WRITTEN REQUEST - Print out the entries below with no edits.
· · · ·
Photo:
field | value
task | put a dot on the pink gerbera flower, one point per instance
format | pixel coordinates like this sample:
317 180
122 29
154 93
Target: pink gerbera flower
· · · ·
THE COMPLETED TASK -
Photo:
field | value
task | put a dot on the pink gerbera flower, one point per instance
format | pixel coordinates like this sample:
317 180
122 29
154 93
Target: pink gerbera flower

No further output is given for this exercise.